▶ [Task to complete]
Please count the lines in the data that contain the string "graphic", with case significant, and reply with only the number.

[START Input data]

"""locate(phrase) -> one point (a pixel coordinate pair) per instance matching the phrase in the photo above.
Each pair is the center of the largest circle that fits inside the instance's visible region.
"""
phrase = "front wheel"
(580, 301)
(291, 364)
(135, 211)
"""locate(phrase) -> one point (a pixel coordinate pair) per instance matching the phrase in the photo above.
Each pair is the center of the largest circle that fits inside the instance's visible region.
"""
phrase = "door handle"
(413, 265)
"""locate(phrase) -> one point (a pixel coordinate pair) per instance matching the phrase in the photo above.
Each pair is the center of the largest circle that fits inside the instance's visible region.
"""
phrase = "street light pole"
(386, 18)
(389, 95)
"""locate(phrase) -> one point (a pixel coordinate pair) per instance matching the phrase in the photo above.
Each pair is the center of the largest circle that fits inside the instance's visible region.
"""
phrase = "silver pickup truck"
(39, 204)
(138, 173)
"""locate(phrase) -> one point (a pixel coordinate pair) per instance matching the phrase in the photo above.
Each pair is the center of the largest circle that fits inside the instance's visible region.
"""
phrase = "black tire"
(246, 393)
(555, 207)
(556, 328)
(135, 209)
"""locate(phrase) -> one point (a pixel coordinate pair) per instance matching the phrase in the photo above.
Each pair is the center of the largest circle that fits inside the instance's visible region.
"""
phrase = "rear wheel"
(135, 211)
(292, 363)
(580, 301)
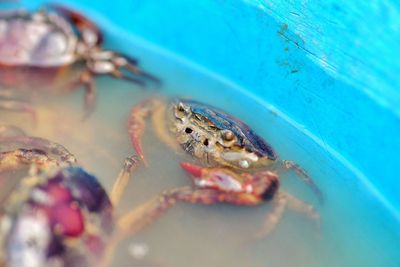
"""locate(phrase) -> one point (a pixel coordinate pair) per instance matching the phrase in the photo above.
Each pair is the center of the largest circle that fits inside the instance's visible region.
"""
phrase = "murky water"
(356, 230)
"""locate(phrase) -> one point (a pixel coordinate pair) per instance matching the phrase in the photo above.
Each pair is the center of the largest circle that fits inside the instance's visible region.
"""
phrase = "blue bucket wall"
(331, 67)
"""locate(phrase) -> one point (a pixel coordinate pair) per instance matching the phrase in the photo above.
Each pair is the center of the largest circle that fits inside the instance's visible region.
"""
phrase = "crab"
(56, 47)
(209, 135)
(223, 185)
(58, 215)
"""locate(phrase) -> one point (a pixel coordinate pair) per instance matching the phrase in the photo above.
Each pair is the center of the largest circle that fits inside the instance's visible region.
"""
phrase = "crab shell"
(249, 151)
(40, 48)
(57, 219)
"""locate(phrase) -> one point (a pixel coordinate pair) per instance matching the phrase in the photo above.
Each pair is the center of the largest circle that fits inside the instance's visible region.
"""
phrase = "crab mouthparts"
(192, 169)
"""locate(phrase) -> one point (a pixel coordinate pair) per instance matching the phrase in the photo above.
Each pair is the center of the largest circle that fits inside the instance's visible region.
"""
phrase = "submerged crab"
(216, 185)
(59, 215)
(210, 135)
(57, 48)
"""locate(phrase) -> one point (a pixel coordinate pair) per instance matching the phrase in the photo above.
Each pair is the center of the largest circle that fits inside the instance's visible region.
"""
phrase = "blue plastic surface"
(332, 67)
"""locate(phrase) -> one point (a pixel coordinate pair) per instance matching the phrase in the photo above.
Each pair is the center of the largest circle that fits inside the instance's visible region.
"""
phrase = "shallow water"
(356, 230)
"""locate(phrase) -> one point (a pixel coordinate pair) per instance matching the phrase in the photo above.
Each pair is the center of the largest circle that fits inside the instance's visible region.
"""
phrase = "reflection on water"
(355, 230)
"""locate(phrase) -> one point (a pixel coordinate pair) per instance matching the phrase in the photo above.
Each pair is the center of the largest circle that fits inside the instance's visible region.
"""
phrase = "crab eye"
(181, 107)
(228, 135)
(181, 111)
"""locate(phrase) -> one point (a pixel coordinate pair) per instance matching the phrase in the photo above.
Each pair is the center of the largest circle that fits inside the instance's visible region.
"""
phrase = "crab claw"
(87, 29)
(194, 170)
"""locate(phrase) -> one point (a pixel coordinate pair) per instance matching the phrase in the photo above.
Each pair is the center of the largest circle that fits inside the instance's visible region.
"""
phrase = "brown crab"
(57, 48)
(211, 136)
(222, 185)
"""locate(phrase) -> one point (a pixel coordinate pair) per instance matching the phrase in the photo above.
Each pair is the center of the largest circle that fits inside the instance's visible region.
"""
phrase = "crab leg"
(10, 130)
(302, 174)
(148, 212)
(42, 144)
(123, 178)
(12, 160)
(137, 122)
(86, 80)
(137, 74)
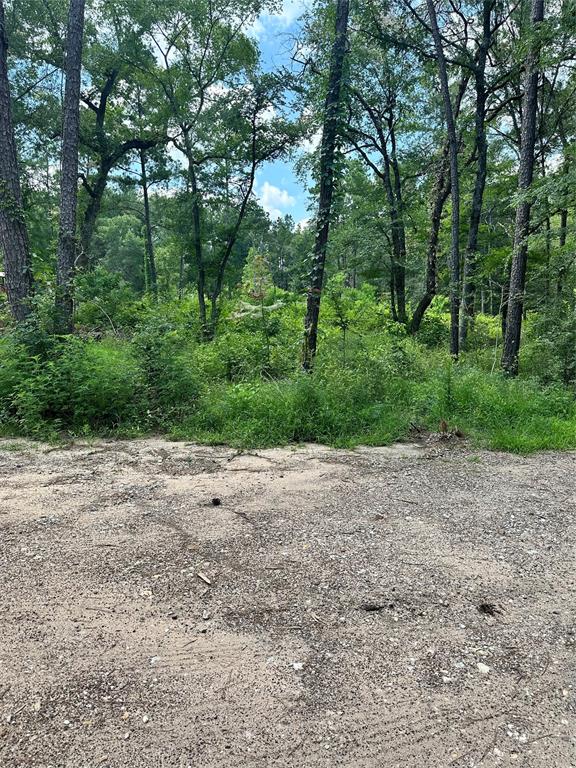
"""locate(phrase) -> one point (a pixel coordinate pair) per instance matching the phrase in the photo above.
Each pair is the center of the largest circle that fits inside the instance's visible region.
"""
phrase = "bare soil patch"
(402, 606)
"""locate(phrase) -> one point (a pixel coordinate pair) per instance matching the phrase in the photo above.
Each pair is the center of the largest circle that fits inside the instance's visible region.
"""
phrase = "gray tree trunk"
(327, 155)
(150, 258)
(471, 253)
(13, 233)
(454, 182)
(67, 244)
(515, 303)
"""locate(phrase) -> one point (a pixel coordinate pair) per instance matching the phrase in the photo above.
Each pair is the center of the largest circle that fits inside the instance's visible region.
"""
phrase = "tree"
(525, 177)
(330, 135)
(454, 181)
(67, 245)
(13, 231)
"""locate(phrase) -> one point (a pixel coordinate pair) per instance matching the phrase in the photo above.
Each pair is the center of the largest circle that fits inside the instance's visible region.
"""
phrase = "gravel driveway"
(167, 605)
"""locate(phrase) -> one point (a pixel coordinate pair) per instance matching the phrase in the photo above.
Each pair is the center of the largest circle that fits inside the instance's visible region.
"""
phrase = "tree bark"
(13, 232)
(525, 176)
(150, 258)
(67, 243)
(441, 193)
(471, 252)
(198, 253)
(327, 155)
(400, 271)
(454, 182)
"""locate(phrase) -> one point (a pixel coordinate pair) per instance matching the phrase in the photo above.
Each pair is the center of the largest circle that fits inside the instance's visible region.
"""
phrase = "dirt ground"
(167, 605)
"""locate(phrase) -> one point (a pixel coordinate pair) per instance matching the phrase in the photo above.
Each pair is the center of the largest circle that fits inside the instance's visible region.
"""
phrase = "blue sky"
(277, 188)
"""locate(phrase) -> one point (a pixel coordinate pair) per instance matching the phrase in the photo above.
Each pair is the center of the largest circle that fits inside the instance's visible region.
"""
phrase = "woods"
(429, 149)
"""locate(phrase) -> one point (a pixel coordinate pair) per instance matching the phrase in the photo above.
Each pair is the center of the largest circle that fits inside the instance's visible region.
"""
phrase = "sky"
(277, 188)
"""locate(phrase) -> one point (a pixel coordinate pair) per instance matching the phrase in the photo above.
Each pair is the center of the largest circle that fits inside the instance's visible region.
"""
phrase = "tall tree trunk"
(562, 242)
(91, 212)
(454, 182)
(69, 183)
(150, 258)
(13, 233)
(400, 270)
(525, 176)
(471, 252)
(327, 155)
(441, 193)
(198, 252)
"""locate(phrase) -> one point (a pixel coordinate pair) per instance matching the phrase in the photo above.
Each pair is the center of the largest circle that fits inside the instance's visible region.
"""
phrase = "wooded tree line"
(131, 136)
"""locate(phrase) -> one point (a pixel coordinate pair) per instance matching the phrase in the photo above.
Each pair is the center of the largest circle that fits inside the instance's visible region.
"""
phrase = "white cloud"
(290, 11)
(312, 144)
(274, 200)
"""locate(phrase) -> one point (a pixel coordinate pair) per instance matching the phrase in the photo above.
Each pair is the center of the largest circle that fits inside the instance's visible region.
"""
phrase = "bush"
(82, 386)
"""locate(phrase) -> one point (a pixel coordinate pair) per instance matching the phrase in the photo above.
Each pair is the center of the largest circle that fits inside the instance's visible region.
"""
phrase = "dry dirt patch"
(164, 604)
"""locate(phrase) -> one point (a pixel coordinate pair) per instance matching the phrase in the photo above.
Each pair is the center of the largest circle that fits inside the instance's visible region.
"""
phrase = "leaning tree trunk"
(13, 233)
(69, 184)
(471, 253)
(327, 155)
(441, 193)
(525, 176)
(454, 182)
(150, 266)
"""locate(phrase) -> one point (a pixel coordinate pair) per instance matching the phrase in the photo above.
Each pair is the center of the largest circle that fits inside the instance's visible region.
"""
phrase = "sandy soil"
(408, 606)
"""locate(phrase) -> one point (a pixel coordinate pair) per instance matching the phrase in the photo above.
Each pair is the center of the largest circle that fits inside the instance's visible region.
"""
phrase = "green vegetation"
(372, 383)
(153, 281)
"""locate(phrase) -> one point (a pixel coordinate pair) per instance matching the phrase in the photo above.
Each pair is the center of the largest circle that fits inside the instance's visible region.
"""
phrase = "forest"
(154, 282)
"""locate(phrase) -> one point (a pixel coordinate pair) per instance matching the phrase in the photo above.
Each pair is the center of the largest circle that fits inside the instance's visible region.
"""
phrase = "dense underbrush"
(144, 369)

[END Input data]
[START Input data]

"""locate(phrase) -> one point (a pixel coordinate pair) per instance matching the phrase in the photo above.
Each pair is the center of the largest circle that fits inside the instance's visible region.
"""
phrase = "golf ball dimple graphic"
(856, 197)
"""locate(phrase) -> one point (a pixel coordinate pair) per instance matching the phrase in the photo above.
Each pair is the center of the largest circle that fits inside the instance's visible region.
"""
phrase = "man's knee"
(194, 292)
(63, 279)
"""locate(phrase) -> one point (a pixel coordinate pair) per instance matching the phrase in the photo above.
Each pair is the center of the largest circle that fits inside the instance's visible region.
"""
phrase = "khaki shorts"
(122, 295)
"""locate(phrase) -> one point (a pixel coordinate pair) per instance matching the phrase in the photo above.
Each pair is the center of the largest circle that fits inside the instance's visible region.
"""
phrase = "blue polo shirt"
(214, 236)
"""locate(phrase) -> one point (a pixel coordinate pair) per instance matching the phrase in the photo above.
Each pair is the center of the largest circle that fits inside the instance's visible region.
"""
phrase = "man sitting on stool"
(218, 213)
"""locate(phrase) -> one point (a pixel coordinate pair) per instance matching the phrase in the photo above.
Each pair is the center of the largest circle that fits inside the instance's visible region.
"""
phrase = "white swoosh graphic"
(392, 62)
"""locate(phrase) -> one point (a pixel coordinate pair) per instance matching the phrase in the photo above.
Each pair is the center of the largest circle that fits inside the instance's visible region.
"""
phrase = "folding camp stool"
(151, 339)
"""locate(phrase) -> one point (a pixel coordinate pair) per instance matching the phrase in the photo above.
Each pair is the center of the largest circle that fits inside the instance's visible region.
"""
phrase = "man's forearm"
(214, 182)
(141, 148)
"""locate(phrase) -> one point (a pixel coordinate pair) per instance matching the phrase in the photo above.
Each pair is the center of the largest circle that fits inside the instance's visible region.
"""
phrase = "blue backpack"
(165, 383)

[END Input data]

▶ [Exercise response]
2